PASSAGE FOR REVIEW —
=== Begin Enclosure ===

Predicate Snapshot for OpenClaw: Cutting Browser Tokens by 90%

The Problem: Accessibility Trees Explode on Real Sites

OpenClaw agents use accessibility trees (A11y) to observe web pages. This works well for simple sites. But on real-world pages—especially ad-heavy sites—the token count explodes.

We ran measurements on several sites using OpenClaw's default A11y tree:

Site	Elements	Tokens
slickdeals.net	24,567	~598K
news.ycombinator.com	681	~16K
httpbin.org/html	34	~1.5K
example.com	12	~305

600K tokens just to observe slickdeals.net. At GPT-4 pricing ($0.03/1K tokens), that's $18 per page view. For an agent making 10 observations per task, you're looking at $180 per task—before the agent even does anything.

Where Do All Those Elements Come From?

Of those 24,567 elements on slickdeals.net, the vast majority are:

Ad iframes and tracking pixels — invisible but present in the DOM
Hidden overlays and modals — cookie banners, newsletter popups, etc.
Decorative wrappers — <div>, <span> containers with no semantic meaning
Non-interactive text nodes — paragraphs, spans, formatting elements
Duplicate/redundant elements — multiple references to the same UI

For a task like "find the best laptop deal," the agent only needs maybe 20-30 actionable elements: the search box, category filters, deal cards, and pagination controls.

The Solution: ML-Powered Element Ranking

We built Predicate Snapshot, an OpenClaw skill that uses ML to rank DOM elements by actionability. Instead of sending everything to the LLM, it returns only the top N most relevant elements (default: 50).

How It Works

DOM Extraction — The skill captures the full DOM tree via Chrome DevTools Protocol
ML Ranking — Each element gets scored on actionability, visibility, semantic importance, and position
Smart Filtering — Top-ranked elements are selected, preserving all interactive controls
Compact Output — Results returned in pipe-delimited format optimized for LLM consumption

The ranking model considers:

Element Scoring Factors

Interactive State — Is the element actually clickable? Disabled buttons get lower scores.
Visual Prominence — Primary CTAs (large, centered, high-contrast) score higher than footer links.

=== End Enclosure ===

TASK BRIEF —
From the text on Predicate Snapshot, copy out the part that opens with the words containing "Ad iframes and" and closes with "elements (default: 50).".

DATASET CONTENT —
=== Begin Enclosure ===

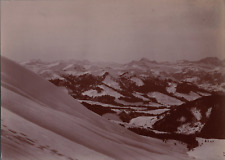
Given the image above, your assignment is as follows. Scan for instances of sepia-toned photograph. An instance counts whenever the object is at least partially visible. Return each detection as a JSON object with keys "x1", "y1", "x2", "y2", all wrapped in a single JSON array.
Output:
[{"x1": 0, "y1": 0, "x2": 225, "y2": 160}]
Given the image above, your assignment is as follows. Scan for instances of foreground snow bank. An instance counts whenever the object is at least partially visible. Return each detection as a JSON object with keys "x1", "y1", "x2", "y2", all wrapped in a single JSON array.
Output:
[
  {"x1": 188, "y1": 138, "x2": 225, "y2": 160},
  {"x1": 1, "y1": 58, "x2": 190, "y2": 160}
]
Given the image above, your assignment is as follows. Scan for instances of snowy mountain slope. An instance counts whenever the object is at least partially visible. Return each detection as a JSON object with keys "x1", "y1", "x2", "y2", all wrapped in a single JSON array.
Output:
[
  {"x1": 1, "y1": 57, "x2": 190, "y2": 160},
  {"x1": 20, "y1": 57, "x2": 225, "y2": 142}
]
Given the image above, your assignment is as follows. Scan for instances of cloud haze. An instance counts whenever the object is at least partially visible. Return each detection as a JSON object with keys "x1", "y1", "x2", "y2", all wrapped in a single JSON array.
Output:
[{"x1": 1, "y1": 0, "x2": 225, "y2": 62}]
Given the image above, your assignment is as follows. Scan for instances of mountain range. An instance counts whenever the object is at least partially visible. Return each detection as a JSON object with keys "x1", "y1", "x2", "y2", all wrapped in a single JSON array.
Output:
[{"x1": 21, "y1": 57, "x2": 225, "y2": 142}]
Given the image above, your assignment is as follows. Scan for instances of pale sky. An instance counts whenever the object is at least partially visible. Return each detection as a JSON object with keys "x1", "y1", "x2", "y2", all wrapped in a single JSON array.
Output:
[{"x1": 1, "y1": 0, "x2": 225, "y2": 63}]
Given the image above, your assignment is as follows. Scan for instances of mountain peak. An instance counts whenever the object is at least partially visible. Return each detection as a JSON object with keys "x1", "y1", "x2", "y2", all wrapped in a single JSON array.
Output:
[
  {"x1": 139, "y1": 57, "x2": 157, "y2": 63},
  {"x1": 197, "y1": 57, "x2": 222, "y2": 65}
]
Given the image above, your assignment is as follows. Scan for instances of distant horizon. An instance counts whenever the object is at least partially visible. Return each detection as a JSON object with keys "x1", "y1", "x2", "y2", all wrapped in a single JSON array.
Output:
[
  {"x1": 14, "y1": 56, "x2": 225, "y2": 64},
  {"x1": 1, "y1": 0, "x2": 225, "y2": 63}
]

=== End Enclosure ===

EXERCISE RESPONSE —
Ad iframes and tracking pixels — invisible but present in the DOM
Hidden overlays and modals — cookie banners, newsletter popups, etc.
Decorative wrappers — <div>, <span> containers with no semantic meaning
Non-interactive text nodes — paragraphs, spans, formatting elements
Duplicate/redundant elements — multiple references to the same UI

For a task like "find the best laptop deal," the agent only needs maybe 20-30 actionable elements: the search box, category filters, deal cards, and pagination controls.

The Solution: ML-Powered Element Ranking

We built Predicate Snapshot, an OpenClaw skill that uses ML to rank DOM elements by actionability. Instead of sending everything to the LLM, it returns only the top N most relevant elements (default: 50).